Repeat every one of the records below word for word.

══════

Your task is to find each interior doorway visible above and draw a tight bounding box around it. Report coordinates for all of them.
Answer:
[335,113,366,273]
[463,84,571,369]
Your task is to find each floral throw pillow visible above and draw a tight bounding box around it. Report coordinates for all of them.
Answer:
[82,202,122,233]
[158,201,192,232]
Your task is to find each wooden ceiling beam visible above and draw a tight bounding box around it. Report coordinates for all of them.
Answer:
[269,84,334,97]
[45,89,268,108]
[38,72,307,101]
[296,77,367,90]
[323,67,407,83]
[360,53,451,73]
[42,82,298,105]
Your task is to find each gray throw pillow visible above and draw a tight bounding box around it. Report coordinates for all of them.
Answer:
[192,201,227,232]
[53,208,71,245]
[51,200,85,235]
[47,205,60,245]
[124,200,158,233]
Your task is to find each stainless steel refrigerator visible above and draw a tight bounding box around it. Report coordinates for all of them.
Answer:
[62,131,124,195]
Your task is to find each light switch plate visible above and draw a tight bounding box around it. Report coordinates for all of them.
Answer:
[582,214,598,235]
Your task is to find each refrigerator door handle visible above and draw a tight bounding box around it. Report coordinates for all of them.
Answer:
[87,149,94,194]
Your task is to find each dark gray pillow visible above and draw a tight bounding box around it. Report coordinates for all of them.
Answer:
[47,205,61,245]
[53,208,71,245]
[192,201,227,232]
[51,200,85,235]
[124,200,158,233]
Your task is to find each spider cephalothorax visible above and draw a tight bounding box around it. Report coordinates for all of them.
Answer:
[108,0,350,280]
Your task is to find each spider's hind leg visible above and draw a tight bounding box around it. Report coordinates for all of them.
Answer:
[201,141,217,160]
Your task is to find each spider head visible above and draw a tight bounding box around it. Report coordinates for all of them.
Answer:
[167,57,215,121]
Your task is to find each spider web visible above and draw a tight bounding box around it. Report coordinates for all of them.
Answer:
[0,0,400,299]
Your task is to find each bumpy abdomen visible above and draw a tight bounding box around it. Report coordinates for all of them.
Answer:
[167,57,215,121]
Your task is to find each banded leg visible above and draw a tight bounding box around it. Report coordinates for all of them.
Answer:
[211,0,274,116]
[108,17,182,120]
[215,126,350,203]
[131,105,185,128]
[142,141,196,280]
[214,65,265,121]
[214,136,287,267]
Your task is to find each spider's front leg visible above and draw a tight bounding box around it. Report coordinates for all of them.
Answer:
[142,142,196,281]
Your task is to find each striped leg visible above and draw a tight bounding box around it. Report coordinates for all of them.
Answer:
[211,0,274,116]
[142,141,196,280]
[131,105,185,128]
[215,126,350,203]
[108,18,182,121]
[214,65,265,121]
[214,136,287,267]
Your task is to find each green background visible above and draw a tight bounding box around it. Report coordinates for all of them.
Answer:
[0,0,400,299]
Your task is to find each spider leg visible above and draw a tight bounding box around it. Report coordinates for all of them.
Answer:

══════

▶ _RESPONSE BELOW_
Your task is to find each interior doorway visible above and draw a tight bounding box around it. Report coordinates for all of them.
Answer:
[335,113,366,273]
[463,84,571,369]
Your task is to find each floral throw pillow visible above and draw a tight bounding box around it. Report coordinates for all of them.
Answer:
[82,202,122,233]
[158,201,192,232]
Your task is to find each wooden ceiling beam visible above and draw a tight bounding box around it. Report coordinates for all of them.
Answer:
[269,84,334,97]
[45,89,268,108]
[38,72,307,101]
[296,77,367,90]
[323,67,407,83]
[360,53,451,73]
[42,82,298,105]
Your task is to find each gray throw pillow visible above and draw a tight bounding box around it. Report coordinates for all of them.
Answer:
[192,201,227,232]
[53,208,71,245]
[51,200,85,235]
[47,205,60,245]
[124,200,158,233]
Your task is to find each stainless steel refrigerator visible above and draw a tight bounding box around it. Report coordinates for all of them.
Answer:
[62,131,124,195]
Your task is to find each light switch plate visible above and draw a tight bounding box around it. Report coordinates for all of them.
Answer:
[582,214,598,235]
Your task is to find each refrigerator door handle visible above and draw a tight bounding box around it. Report coordinates for all of them.
Answer:
[87,149,94,194]
Your task is to find each dark gray pillow visible above and draw a tight bounding box around it. Report coordinates for all of them.
Answer:
[47,205,61,245]
[53,208,71,245]
[192,201,227,232]
[51,200,85,235]
[124,200,158,233]
Your task is to find each spider cephalothorax visible above and draw a tight bounding box around it. Report coordinates for all of them.
Answer:
[108,0,350,280]
Your task is to find each spider's hind leg visible above and draw a tight bounding box around it. Report coordinates for all of them.
Answer:
[201,141,217,160]
Your task is to find each spider head visible above and draw a tight bounding box around it. Report coordinates for all of them.
Answer:
[167,57,215,121]
Your task is to find each spider web visible above and draw a tight bounding box around it. Report coordinates for all of them.
Answer:
[0,0,400,299]
Your task is to find each bumpy abdomen visible above and draw a tight bounding box around it. Report coordinates for all of them.
Answer:
[167,57,215,121]
Your task is to find each banded leg visible above and draw a tight bounding box around it. Report coordinates for all of them.
Answer:
[211,0,274,116]
[108,17,182,120]
[215,126,350,203]
[131,105,185,128]
[142,141,196,280]
[214,65,265,121]
[214,136,287,267]
Your task is to find each spider's front leg visible above and draw a tight bounding box around it. Report coordinates for all of them.
Answer:
[142,142,196,281]
Your task is to find each striped leg visible above and draw a tight bounding box around it. Report coordinates for all of them.
Answer:
[211,0,274,116]
[142,141,196,280]
[131,105,185,128]
[215,126,350,203]
[108,18,182,121]
[214,65,265,121]
[214,136,287,267]
Your task is to find each green background visible above and draw a tight bounding box around it. Report coordinates for all of them.
Answer:
[0,0,400,299]
Your task is to find each spider leg visible above and draw a tight bounding box around it. Report coordinates for all of them.
Answer:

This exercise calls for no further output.